■ **Aufgaben**
a – Schreib aus dem Forumsthread über Kopfhörer zum Zocken jeden Satz heraus, in dem „k 530“ vorkommt.
b – Führe den Forumsthread über Kopfhörer zum Zocken nach dem letzten Beitrag weiter.

■ **Text**

PS: glaubt ihr dass nen GAMER THX BLUB BLUB DAS MUSS MAN HABEN headset besser ist als ein reiner KH der eine viel bessere Qualität liefert aber EIGENTLICH nicht zum Zoc ken gedacht ist ?? Also ich denke auch wenn der KH nicht EXTRA zum Zocken gedacht ist immernoch besser ist. So ein Gamer headset wie ich eins vor meinem k 530 hatte konnte keineswegs so genau jedes klicken und klacken vom Nachladen wiedergeben wie mein k 530

EDIT: Der k 530 klingt auch mit onboard sound richtig gut. Aber wie jemand in meinem Thema sagte: Die Soundkarte ist wie die Kirsche auf der Sahnetorte.  KA wie man Zitiert


----------



## sipsap (24. März 2011)

hast du ihn jetzt an ner soka(plus dolby headphone etc)? wenn ja glaub ich dir das mit der ortung. aber an onboard konnte wie gesagt mich in sachen ortung n reiner kh nicht überzeugen. obwohl der k 530 mit 60€ ja auch schon das doppelte budget darstellt.


----------



## hubiflyer1994 (24. März 2011)

benutze onboard aber ich bin es gewohnt nen schechte kh zu spielen.

■ **Einträge**
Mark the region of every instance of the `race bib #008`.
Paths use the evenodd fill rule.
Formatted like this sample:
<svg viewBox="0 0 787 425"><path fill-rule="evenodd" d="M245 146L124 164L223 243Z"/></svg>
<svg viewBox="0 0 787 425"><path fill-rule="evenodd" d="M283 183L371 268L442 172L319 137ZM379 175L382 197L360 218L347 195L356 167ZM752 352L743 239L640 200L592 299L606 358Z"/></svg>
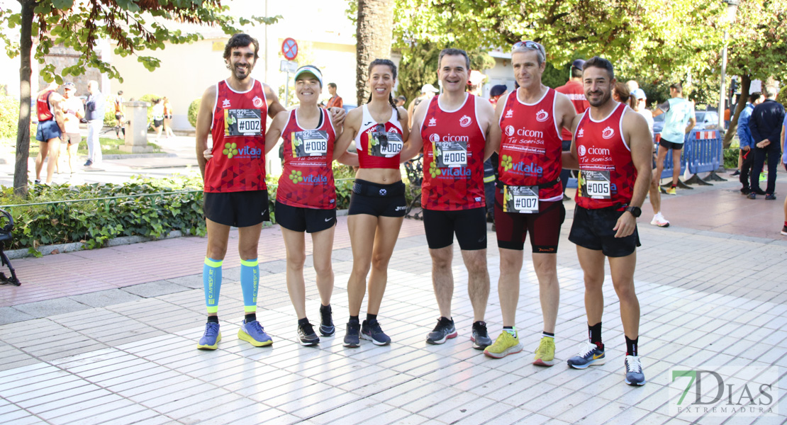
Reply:
<svg viewBox="0 0 787 425"><path fill-rule="evenodd" d="M538 212L538 186L503 186L504 212Z"/></svg>
<svg viewBox="0 0 787 425"><path fill-rule="evenodd" d="M224 109L224 136L261 136L260 109Z"/></svg>
<svg viewBox="0 0 787 425"><path fill-rule="evenodd" d="M467 165L467 141L435 141L432 151L438 168Z"/></svg>
<svg viewBox="0 0 787 425"><path fill-rule="evenodd" d="M594 200L608 200L611 196L609 171L582 170L579 172L579 190L583 196Z"/></svg>
<svg viewBox="0 0 787 425"><path fill-rule="evenodd" d="M394 131L371 130L369 134L369 155L391 158L398 154L404 143L401 134Z"/></svg>
<svg viewBox="0 0 787 425"><path fill-rule="evenodd" d="M325 156L328 154L328 132L324 130L305 130L290 137L293 158Z"/></svg>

■ **Lösungen**
a –
- So ein Gamer headset wie ich eins vor meinem k 530 hatte konnte keineswegs so genau jedes klicken und klacken vom Nachladen wiedergeben wie mein k 530
- Der k 530 klingt auch mit onboard sound richtig gut.
- obwohl der k 530 mit 60€ ja auch schon das doppelte budget darstellt.

b –
aber wenn ich an der wand steh und im rechen ohr klackerts dann weis ich rechts hinter der wand. Bin  da sehr geübt. Schwer wird erst obs vor oder hinter dir ist. aber du bist ja die ganze zeit in bewegung. Bald kommt meine neue sk dann kann ich nochmal testen. Aber ich sage es so in sachen ortung ist schon bestimmt noch mehr drin. 

mfg alex


----------



## Madz (24. März 2011)

> Klingt nicht all zu schrecklich, ist recht bequem und das mic ist auch ok. Erwarte aber nichts besonderes.


Also das 1337 Pr0lamo0r H43ds3t klingt so dumpf, als ob man sich Watte in die Ohren gesteckt hätte oder unter einer Käseglocke sitzt.

@ Hubi

Der Sahnetortenspruch kam glaube ich von mir. 

@ Topic:

http://extreme.pcgameshardware.de/sound-hifi/145245-gute-soundkarte-zum-daddeln.html#post2794107

Nur meien bescheidene Meinung zu jedwedem PC Audio.


----------



## Pvt. Krabby (25. März 2011)

ich bin selber vor kurzem von einem hochgelobten USB 5.1 headset auf die Kombination *AKG530, Asus Xonar DS + Steel Series Micro* umgestiegen. was mich wirklich überrascht hat, ich höre die gegner jetzt deutlich besser als mit dem teuren 5.1 headset. auch sonst habe ich z.B. in battlefield BC2 jetzt das gefühl, mittendrin zu sein. 

also auch von mir die empfehlung etwas zu sparen oder bei ebay die augen offen zu halten. ich hab die KH beispielsweise für 30€ bekommen, die waren wie neu (laut VK 1x benutzt) ... muss man glück haben!


----------



## Razer83 (25. März 2011)

Dann werd ich das mal versuchen beim nächsten headset Kauf


----------



## ponygsi (25. März 2011)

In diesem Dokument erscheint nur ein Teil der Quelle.